#### [Given passage]
────────────────

Returning to the attacker perspective, it is clear that bounds on the minimum degree are more meaningful than bounds on the algebraic degree. However, it is also clear that even those are not enough to exclude the existence of integral attacks. In particular, even so the minimum degree of a function is \(n-1\), it could be the case that a certain monomial \(x^{u}\) of degree \(n-1\) never occurs in the ANF of the linear combination \(\langle \beta , E_k(x) \rangle \) of output bits. That is, a minimum degree of \(n-1\) does not exclude that \(\langle \beta , \lambda _{u,v} \rangle =0\) for a fixed u and all v.

In order to ensure that this does not happen we have to show that for each fixed u of weight \(n-1\) there exist vectors \(v_i\) such that \(M_{S_u}(E_k)\) has full rank for

$$\begin{aligned} S_u=\{ (u,v_1),\dots , (u,v_t)\} . \end{aligned}$$

Here, we are (i) more restricted in the choice of the pairs in S as we always have to use the same fixed u and (ii) have to repeat the process n times, once for each u of weight \(n-1\).

Interestingly, the appearance of all high-degree monomials excludes a large class of integral distinguishers. Namely, for a cipher where all high-degree monomials appear (for at least one key), there will not be integral distinguisher by fixing bits that work for all keys. This is a consequence of the following observation that separates the pre-whitening key from the remaining round keys.

Proposition 3

Let \(E_k:\mathbb {F}_2^n \rightarrow \mathbb {F}_2^n\) be a cipher with ANF

$$\begin{aligned} E_k(x)= \sum _{u \in \mathbb {F}_2^n} p_u(k) x^u \end{aligned}$$

and consider a version of \(E_k\) with an additional pre-whitening key \(k_0\), i.e.

$$\begin{aligned} E_{k,k_0}(x):=E_k(x+k_0) \end{aligned}$$

with ANF

$$\begin{aligned} E_{k,k_0}(x) = \sum _{v \in \mathbb {F}_2^n} q_v(k,k_0) x^v \end{aligned}$$

If, for all u of weight \(n-1\) the coefficient \(p_u(k)\), is non-constant, it follows that \(q_v(k,k_0)\) is non-constant for all v of weight less than n.

Proof

We first express \(q_v(k,k_0)\) in terms of \(p_u\). We get

$$\begin{aligned} E_{k,k_0}(x)= & {} E_k(x+k_0) = \sum _{u \in \mathbb {F}_2^n} p_u(k) \left( x+k_0\right) ^u \\= & {} \sum _{u \in \mathbb {F}_2^n} p_u(k) \left( \sum _{v \preceq u} x^v k_0^{u \oplus v}\right) = \sum _{v \in \mathbb {F}_2^n} \left( \sum _{ u \succeq v} p_u(k) k_0^{u \oplus v} \right) x^v \end{aligned}$$

This shows that

$$\begin{aligned} q_v(k,k_0)= \sum _{ u \succeq v} p_u(k) k_0^{u \oplus v} \end{aligned}$$

Now, for any v of weight at most \(n-1\), there exists at least one \(u'\succeq v\) of weight \(n-1\) in the sum above. By the assumption on \(E_k\) it holds that \(p_{u'}(k)\) is not constant. Therefore, \(q_v\) is not constant as a function in k and \(k_0\), which concludes the proof.    \(\square \)

────────────────

Raw records
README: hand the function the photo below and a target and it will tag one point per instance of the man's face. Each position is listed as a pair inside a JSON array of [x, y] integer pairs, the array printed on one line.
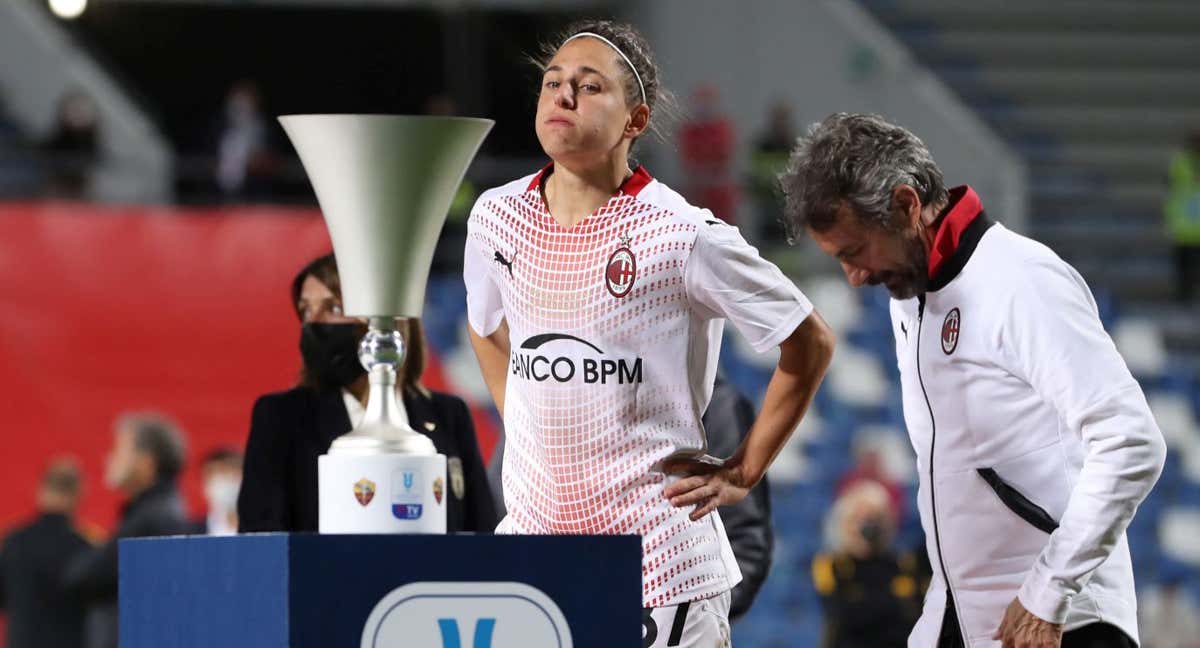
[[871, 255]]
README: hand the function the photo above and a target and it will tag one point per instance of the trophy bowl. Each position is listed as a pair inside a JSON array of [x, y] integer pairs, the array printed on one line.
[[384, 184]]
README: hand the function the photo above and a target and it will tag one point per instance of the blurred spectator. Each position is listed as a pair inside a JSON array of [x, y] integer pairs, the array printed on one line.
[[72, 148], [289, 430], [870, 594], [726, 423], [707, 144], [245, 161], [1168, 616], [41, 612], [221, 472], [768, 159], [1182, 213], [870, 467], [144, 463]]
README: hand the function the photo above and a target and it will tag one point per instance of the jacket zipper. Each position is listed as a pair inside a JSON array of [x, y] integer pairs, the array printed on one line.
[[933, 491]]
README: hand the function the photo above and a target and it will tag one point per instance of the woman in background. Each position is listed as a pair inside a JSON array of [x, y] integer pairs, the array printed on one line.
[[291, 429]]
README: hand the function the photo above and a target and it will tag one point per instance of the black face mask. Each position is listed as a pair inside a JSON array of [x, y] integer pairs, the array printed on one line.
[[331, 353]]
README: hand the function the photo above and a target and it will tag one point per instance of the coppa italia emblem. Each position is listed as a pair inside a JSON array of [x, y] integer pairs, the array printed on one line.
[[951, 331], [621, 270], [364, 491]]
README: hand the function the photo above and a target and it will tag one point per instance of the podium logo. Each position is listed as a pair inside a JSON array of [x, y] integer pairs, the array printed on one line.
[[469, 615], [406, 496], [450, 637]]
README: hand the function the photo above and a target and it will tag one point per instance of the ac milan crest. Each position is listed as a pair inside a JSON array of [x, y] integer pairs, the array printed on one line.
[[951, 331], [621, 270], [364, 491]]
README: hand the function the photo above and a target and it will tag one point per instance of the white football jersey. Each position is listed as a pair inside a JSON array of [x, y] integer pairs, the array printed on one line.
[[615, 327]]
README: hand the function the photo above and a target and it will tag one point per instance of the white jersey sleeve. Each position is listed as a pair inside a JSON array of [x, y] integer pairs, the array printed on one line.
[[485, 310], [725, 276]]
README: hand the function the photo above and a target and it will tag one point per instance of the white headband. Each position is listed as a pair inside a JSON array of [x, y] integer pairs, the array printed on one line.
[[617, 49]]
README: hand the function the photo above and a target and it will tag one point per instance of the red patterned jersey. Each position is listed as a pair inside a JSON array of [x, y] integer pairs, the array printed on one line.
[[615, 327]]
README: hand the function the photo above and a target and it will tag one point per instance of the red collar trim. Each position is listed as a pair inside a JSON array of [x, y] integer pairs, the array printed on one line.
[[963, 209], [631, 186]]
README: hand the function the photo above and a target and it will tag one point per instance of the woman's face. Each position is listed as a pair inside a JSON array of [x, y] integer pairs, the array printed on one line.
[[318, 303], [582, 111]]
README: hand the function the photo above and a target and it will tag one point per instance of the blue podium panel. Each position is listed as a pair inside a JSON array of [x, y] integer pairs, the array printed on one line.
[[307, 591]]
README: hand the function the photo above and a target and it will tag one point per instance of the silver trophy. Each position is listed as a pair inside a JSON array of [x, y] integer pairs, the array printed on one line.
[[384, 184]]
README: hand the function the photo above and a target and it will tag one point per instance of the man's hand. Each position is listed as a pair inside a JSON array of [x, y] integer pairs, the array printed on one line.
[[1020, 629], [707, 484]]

────────────────

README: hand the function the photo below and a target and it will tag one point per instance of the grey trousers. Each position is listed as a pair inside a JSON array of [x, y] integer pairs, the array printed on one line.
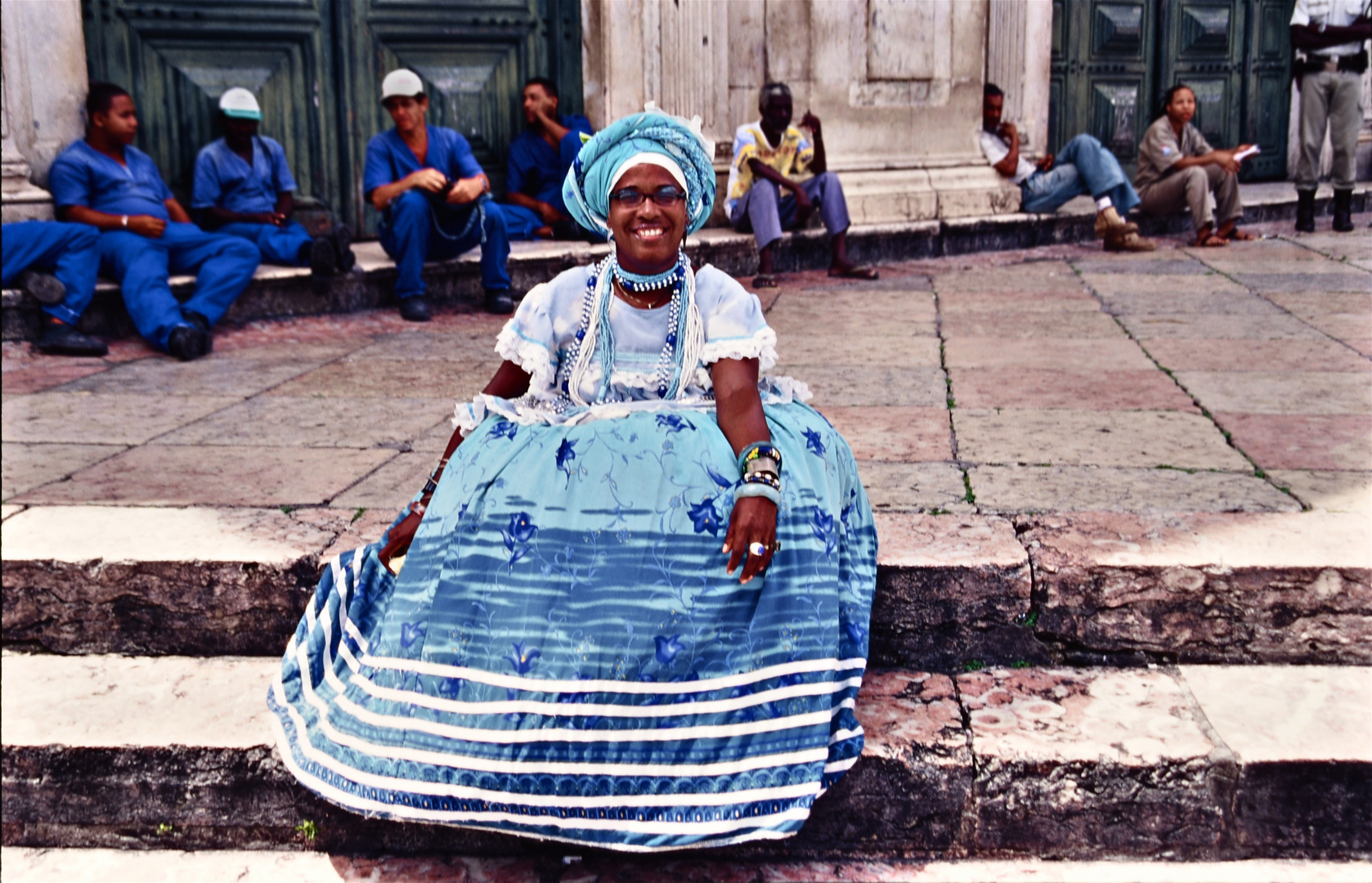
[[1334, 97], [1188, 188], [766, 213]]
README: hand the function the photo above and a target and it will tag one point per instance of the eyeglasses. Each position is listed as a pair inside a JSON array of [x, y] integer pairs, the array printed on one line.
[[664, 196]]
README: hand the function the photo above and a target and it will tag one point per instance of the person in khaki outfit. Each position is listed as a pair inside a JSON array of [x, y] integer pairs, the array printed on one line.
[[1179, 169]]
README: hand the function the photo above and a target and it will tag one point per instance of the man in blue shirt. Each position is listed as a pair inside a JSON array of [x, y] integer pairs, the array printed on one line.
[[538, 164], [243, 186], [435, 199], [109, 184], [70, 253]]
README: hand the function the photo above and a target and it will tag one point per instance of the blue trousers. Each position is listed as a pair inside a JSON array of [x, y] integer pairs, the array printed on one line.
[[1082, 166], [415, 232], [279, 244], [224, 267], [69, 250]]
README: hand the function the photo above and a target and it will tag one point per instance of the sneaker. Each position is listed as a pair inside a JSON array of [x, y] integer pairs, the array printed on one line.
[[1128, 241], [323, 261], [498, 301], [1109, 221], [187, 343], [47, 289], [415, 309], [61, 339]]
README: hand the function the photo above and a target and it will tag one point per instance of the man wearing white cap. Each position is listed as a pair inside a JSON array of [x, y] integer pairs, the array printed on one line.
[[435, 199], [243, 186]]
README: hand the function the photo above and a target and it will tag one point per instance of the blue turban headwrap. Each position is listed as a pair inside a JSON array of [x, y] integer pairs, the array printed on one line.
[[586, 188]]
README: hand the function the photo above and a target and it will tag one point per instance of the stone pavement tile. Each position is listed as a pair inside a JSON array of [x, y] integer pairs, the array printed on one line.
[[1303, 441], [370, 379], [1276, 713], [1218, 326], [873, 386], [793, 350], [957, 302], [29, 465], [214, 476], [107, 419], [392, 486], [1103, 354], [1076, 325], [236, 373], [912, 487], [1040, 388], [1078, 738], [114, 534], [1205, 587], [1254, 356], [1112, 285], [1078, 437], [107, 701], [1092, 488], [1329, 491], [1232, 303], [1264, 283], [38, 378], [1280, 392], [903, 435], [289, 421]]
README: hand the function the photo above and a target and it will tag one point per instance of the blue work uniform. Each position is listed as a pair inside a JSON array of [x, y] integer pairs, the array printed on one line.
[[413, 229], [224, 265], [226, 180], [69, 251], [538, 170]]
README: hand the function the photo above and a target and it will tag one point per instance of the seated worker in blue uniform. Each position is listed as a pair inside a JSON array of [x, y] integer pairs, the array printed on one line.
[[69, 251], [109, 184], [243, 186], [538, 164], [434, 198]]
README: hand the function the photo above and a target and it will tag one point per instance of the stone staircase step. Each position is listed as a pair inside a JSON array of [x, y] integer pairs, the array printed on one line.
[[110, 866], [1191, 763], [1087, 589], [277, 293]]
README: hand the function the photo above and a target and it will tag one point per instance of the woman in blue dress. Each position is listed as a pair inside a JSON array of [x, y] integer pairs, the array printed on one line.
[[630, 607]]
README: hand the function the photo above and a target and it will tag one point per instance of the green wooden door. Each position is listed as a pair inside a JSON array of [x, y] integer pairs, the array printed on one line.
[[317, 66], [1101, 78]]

────────────────

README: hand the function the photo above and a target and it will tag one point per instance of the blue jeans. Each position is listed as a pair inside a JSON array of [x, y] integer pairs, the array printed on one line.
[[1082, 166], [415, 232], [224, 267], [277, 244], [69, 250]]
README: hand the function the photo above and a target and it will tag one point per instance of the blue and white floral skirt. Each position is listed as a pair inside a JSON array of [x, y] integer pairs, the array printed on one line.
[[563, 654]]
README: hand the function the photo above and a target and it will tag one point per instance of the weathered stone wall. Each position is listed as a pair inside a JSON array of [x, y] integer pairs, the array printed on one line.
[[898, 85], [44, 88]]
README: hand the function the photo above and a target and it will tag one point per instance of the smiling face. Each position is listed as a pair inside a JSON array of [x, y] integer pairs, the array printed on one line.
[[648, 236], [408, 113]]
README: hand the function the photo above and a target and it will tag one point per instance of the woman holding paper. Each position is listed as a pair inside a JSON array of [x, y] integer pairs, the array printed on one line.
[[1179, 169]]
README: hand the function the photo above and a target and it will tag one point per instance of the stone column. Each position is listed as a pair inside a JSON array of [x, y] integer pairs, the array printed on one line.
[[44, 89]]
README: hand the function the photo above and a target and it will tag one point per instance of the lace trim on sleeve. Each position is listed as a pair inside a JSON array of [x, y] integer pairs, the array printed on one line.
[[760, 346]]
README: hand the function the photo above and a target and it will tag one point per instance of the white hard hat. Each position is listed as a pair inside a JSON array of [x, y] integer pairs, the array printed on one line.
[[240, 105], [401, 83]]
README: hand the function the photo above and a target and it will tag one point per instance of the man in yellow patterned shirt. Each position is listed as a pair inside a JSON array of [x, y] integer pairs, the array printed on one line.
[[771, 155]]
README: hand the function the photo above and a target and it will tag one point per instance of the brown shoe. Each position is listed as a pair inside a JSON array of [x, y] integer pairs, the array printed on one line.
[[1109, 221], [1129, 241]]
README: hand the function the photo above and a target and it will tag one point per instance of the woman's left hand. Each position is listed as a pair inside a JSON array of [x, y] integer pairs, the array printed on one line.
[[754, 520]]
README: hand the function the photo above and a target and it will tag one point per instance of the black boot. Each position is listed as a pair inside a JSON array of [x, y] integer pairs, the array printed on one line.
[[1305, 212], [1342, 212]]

────────────────

#### [Task requirements]
A. In the passage on integral attacks and minimum degree, how many times must the full-rank check be repeated?
B. Return the passage on integral attacks verbatim from "Interestingly, the appearance" to "key \(k_0\), i.e.".
C. Take the passage on integral attacks and minimum degree further, picking up right after its last sentence.
The listing is separate material, unrelated to the passage on integral attacks.

#### [Set of answers]
A. It must be repeated n times, once for each u of weight \(n-1\).

B.
Interestingly, the appearance of all high-degree monomials excludes a large class of integral distinguishers. Namely, for a cipher where all high-degree monomials appear (for at least one key), there will not be integral distinguisher by fixing bits that work for all keys. This is a consequence of the following observation that separates the pre-whitening key from the remaining round keys.

Proposition 3

Let \(E_k:\mathbb {F}_2^n \rightarrow \mathbb {F}_2^n\) be a cipher with ANF

$$\begin{aligned} E_k(x)= \sum _{u \in \mathbb {F}_2^n} p_u(k) x^u \end{aligned}$$

and consider a version of \(E_k\) with an additional pre-whitening key \(k_0\), i.e.

C.
3.3 The Key Pattern

Computing the values of \(\lambda _{u,v}^{(i)}\) is certainly not practical for arbitrary choice of (uv) and i. There is not a lot of freedom in the choice of u, especially not if we aim at showing the appearance of all high degree monomials. However, there is a huge freedom in the choice of v, that is in the key monomial \(k^v\) that we consider.

It is exactly the careful selection of suitable v that has a major impact on the actual running time and finally allows us to obtain meaningful results in practical time. It is also here where assuming independent round-keys is needed. Consider that case of a key-alternating block cipher depicted belowFootnote 2

figure a

When considering independent round-keys, the key monomial \(k^v\) actually consists of

$$\begin{aligned} k^v = k_0^{v^{(0)}} k_1^{v^{(1)}} \dots k_R^{v^{(R)}}. \end{aligned}$$

Here, we can select for each round-key \(k_i\) a suitable vector \(v^{(i)}\) freely.

Returning to Corollary 2 and the division property, recall that \(\lambda _{u,v}^{(i)}=1\) if and only if the number of division trails \((u,v) \rightarrow e_i\) is odd. The vector v and therefore its parts \(v=(v^{(0)}, \dots , v^{(R)})\) correspond to (parts of) the input division property. We will refer to v and its parts as the key-pattern. The number of trails, and therefore the computational effort, is highly dependent on this choice. This is the main technical challenge we solve, which is described in the following Sect. 4.

4 How to Search Input/Key/Output Patterns

As we already discussed above, we need to find u (called an input pattern) and \((v_0,\ldots ,v_R)\) (called a key pattern), in which the number of trails from \((u,v_0,\ldots ,v_R)\) to some unit vector \(e_i\) (called a output pattern) is odd and, equally important, efficiently computable. To do so, we will mainly rely on the use of automatic tools such as MILP and SAT. We refer the reader to [12] for the modeling in MILP and to [16] for the modeling in SAT (note that this paper shows how to modelize BDP in SAT, but it can easily be adapted in our context).

Once we get such an input/key/output pattern, it is very easy to verify the lower bound of the degree using standard techniques. We simply enumerate all trails and check the parity of the number of trailsFootnote 3.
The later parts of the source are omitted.